## Exercise goal
In the image-conversion notebook excerpt, which library does the `imageConverter` function use to convert the images?

## Text segment
Checking the filenames shows that they have been changed to swap the `.` for a `_`.

---

Now I need to remove the non-square images from the folders because the point-creation tool (see geoanalysis and report) did not make points for the images that are on the margin of the four areas (`city`, `farm`, `fire1`, `fire2`).

This needs to happen before I rename the images because the numbers corresponding to the images need to correspond to the geographic dataset. In other words, the ideal situation would be that point `18` in the geographic dataset corresponds to the exact location of image `18`.

First, though, the photos need to be converted from `.tif` to `.jpg`. This will be achieved through a function.

### Convert `.tif` to `.jpg`

In [109]:
def imageConverter(inputPath, outputPath, oldExtension='.tif',newExtension='.jpg',fileType='JPEG',verbose=False):
    '''
    Iterates through a directory of (default) .tif files and 
    converts them to (default) .jpg format using the Pillow library.
    
    The images will be sent to a new folder.

    Requires an input directory path 
    and an output directory path as strings.
    
    ----
    Inputs:
    
    >inputPath
    string path to where the inputs are located
    
    >outputPath
    string path to where the outputs will be located
    '''

    # create the output directory if it doesn't exist
    # os.makedirs(outputPath, exist_ok=True)

    # iterate through all files in the input directory
    for file_name in os.listdir(inputPath):
        if file_name.endswith(oldExtension):
            # construct the input and output file paths
            input_path = os.path.join(inputPath, file_name)
            output_path = os.path.join(outputPath, 
                                       file_name.replace(oldExtension,
                                                         newExtension))

## Entries shown
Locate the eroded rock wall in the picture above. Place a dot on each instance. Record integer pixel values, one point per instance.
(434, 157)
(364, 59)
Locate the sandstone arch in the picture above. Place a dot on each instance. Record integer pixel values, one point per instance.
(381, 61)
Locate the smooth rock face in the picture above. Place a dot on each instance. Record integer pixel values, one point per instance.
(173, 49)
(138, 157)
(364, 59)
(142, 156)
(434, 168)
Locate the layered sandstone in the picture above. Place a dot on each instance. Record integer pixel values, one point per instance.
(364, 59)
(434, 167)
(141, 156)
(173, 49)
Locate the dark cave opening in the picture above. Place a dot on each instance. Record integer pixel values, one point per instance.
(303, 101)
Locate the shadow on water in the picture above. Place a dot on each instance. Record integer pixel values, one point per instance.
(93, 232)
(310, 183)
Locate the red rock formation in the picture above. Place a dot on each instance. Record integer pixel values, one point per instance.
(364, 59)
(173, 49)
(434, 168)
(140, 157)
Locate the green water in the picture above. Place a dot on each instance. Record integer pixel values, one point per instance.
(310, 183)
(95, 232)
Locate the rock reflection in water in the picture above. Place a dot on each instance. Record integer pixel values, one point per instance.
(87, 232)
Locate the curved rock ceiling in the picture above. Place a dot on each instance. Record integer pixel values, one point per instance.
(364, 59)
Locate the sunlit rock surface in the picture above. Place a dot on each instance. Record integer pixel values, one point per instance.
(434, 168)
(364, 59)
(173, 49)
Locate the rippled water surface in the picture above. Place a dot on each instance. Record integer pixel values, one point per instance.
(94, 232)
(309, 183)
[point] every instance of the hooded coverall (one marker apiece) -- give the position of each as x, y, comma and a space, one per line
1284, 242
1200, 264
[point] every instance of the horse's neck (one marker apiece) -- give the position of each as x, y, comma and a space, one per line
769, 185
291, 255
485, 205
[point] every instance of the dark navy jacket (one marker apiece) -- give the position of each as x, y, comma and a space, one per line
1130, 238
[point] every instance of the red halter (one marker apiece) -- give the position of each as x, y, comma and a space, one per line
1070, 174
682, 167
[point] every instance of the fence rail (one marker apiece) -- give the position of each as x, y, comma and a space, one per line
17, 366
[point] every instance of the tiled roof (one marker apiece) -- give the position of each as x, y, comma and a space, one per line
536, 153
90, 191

## Solution for this problem
The Pillow library.